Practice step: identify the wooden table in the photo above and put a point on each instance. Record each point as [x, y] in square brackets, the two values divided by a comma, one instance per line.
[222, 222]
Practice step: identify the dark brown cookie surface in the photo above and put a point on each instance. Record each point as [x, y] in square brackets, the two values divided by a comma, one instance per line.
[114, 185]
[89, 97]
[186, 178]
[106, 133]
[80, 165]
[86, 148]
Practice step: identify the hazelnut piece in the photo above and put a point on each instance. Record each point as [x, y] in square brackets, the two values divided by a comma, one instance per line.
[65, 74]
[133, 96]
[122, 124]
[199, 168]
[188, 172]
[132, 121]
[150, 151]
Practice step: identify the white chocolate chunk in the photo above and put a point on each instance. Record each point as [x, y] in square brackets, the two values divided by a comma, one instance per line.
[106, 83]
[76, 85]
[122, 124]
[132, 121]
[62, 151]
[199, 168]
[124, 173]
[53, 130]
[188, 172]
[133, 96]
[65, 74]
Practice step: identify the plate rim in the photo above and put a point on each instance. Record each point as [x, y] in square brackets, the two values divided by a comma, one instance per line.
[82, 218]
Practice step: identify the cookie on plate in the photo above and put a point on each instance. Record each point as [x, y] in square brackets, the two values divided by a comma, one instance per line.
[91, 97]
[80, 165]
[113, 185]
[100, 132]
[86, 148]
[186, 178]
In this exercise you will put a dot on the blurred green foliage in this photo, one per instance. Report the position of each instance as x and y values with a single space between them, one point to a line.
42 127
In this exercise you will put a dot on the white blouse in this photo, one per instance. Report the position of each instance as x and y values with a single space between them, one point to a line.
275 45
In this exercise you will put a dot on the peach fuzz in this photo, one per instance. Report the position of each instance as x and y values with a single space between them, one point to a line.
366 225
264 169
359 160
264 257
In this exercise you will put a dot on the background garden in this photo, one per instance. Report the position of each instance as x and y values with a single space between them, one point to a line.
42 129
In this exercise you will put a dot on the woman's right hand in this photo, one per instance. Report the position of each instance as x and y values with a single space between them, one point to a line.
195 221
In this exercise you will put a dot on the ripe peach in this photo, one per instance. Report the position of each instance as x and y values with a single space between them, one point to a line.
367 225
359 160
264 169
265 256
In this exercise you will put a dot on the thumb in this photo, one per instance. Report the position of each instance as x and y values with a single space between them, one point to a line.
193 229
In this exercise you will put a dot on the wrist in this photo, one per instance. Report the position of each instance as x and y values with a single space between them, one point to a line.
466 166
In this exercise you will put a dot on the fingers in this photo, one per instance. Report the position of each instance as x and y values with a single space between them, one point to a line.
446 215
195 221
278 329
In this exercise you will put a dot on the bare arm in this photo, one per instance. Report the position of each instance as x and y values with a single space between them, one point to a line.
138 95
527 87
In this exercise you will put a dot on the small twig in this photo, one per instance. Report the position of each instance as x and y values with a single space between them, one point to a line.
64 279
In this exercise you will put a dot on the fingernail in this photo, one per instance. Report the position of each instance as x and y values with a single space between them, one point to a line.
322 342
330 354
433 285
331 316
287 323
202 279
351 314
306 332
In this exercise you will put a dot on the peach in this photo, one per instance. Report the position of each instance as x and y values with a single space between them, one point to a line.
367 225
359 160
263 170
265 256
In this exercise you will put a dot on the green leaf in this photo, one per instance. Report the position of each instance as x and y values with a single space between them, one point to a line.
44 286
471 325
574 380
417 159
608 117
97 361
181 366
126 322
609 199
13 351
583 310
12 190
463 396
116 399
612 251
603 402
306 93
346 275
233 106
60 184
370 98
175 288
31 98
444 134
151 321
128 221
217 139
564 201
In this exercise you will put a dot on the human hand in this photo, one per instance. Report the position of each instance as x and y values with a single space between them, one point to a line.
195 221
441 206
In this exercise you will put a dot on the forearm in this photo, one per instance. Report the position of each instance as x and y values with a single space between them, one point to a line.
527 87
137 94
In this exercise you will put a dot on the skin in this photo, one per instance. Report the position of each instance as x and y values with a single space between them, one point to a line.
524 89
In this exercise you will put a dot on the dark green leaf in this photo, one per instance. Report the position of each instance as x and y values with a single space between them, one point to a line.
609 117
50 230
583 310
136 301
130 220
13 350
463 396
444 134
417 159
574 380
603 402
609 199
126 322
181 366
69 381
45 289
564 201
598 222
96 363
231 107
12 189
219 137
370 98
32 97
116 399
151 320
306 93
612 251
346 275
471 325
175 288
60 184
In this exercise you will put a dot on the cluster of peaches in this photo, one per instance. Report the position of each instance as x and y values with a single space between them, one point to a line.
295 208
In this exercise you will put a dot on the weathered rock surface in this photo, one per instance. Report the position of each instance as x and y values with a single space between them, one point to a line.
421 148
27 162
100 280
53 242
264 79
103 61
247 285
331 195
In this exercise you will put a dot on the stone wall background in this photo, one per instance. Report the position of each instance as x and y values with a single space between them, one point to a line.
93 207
----------
_Description of the task_
Nothing may be dropped or altered; repeat every record in full.

_Result_
Practice step: identify the wooden table in the photo above and put a point on each instance. Record each point as [x, y] in square brackets, the two values divided by a comma, one instance per line.
[222, 222]
Practice step: identify the dark brown cookie surface in the photo above and put a point on each instance. Record each point as [x, y] in square brackets, the two values divided by a comma, one instance per line.
[114, 185]
[89, 97]
[186, 178]
[106, 133]
[80, 165]
[86, 148]
Practice step: identify the hazelnut piece in the photo above and put a point on each instance. Record each point as [x, y] in square brackets, the two values divided by a comma, one instance per line.
[65, 74]
[133, 96]
[122, 124]
[199, 168]
[188, 172]
[132, 121]
[150, 151]
Practice step: identify the white chocolate chunk in the photo above and put a point on each instance. Record each point as [x, y] in square brackets, the two values divided by a comma, one instance per line.
[106, 83]
[76, 85]
[122, 124]
[132, 121]
[62, 151]
[199, 168]
[124, 173]
[53, 130]
[188, 172]
[133, 96]
[65, 74]
Practice step: identify the plate rim in the photo above and put a point on each instance. Record each point as [x, y] in square brackets, the two values divided by a comma, one instance per line.
[82, 218]
Practice step: identify the cookie on plate in the photo above and put a point on each instance. Record each point as [x, y] in square brackets, the two values divided by a comma, one instance per line.
[91, 97]
[80, 165]
[113, 185]
[100, 132]
[86, 148]
[186, 178]
In this exercise you will put a dot on the blurred green foliage in this photo, one per instance. Report the position of each instance as x and y values with a single space between them, one point to a line.
42 127
In this exercise you will put a dot on the white blouse in this photo, one per instance. Report the position of each instance as x and y values with a single space between them, one point to a line.
275 45
In this exercise you will put a dot on the peach fuzz in this photo, one per instance. Report the position of each instance as x and y values with a single space between them, one point to a line.
366 225
264 169
359 160
264 257
In this exercise you will put a dot on the background garden in this photo, one per instance. Report the position of each instance as x and y values with a single space between them, one point to a line.
42 129
In this exercise you will put a dot on the woman's right hand in this photo, one per instance. Report the position of each instance as x and y values with a single space between them, one point to a line.
195 221
In this exercise you will put a dot on the ripe peach in this photo, one per instance. Report the position of each instance as x and y values with a single space between them, one point to a line.
367 225
359 160
264 169
265 256
In this exercise you will put a dot on the thumb in this photo, one per instance. Report the position of each instance as x and y values with a single space between them, one point to a line.
193 229
In this exercise you will put a dot on the wrist in this photo, one per instance. Report the position of each instance as x and y values with a single space between them, one point to a line.
466 166
In this exercise you will put a dot on the fingers in this photo, one per instance. Report the position of each instance as x and y values with a single space between them, one point to a line.
446 215
195 221
278 329
In this exercise you will put a dot on the bare arm in this photo, one per instance. Report the position of each instance as x and y values with a single space between them, one point to a line.
138 95
527 87
In this exercise you will put a dot on the small twig in this photo, one per instance. Report the position of each instance as x and y values with a single space between them, one point to a line.
64 279
In this exercise you will put a dot on the fingernail in this photo, one per instance. Report the position of each instance as x and y values with a single space between them, one point to a line.
322 342
330 354
433 285
331 316
287 323
202 279
351 314
306 332
In this exercise you will put a dot on the peach in this photo, one per instance. Report the position of each instance as x and y values with a single space between them, one point to a line.
367 225
359 160
263 170
265 256
In this exercise you will put a dot on the green leaf in this photo, one per instance. Report the position of each instance as x and y values with a single space between them, one point to a line.
44 286
471 325
574 380
417 159
608 117
97 361
181 366
126 322
609 199
13 351
583 310
12 190
463 396
116 399
612 251
603 402
306 93
346 275
233 106
60 184
370 98
175 288
31 98
444 134
151 321
128 221
217 139
564 201
In this exercise you will put a dot on the human hand in this photo, one per instance. Report the position of each instance as x and y values with a single space between them, one point to a line.
195 221
441 206
In this exercise you will put a dot on the forearm in this photo, one per instance. Report the position of each instance as x and y values with a single space between them, one point to a line.
527 87
137 94
In this exercise you will put a dot on the skin in this photo, one per instance. Report the position of each instance as x and y values with a single space between them, one point to a line.
524 89
In this exercise you will put a dot on the dark green leaf in this photo, one per instance. Report the position of each instance as x and y values with a single space between them, one point to a line.
609 117
50 230
583 310
136 301
130 220
13 350
463 396
444 134
417 159
574 380
603 402
609 199
126 322
181 366
69 381
45 289
564 201
598 222
96 363
231 107
12 189
219 137
370 98
32 97
116 399
151 320
306 93
612 251
346 275
471 325
175 288
60 184
In this exercise you will put a dot on the cluster of peaches in this photo, one per instance. Report the position of each instance as x and y values with a single space between them, one point to a line.
295 208
In this exercise you will put a dot on the weathered rock surface in this photo, one per instance. Report the position of each instance as x and y values with a single space between them, one point to a line.
421 148
27 162
100 280
53 242
264 79
103 61
247 285
331 195
In this exercise you will put a dot on the stone wall background in this photo, one per instance. Report the position of each instance as x and y values with a single space between them, one point to a line.
93 207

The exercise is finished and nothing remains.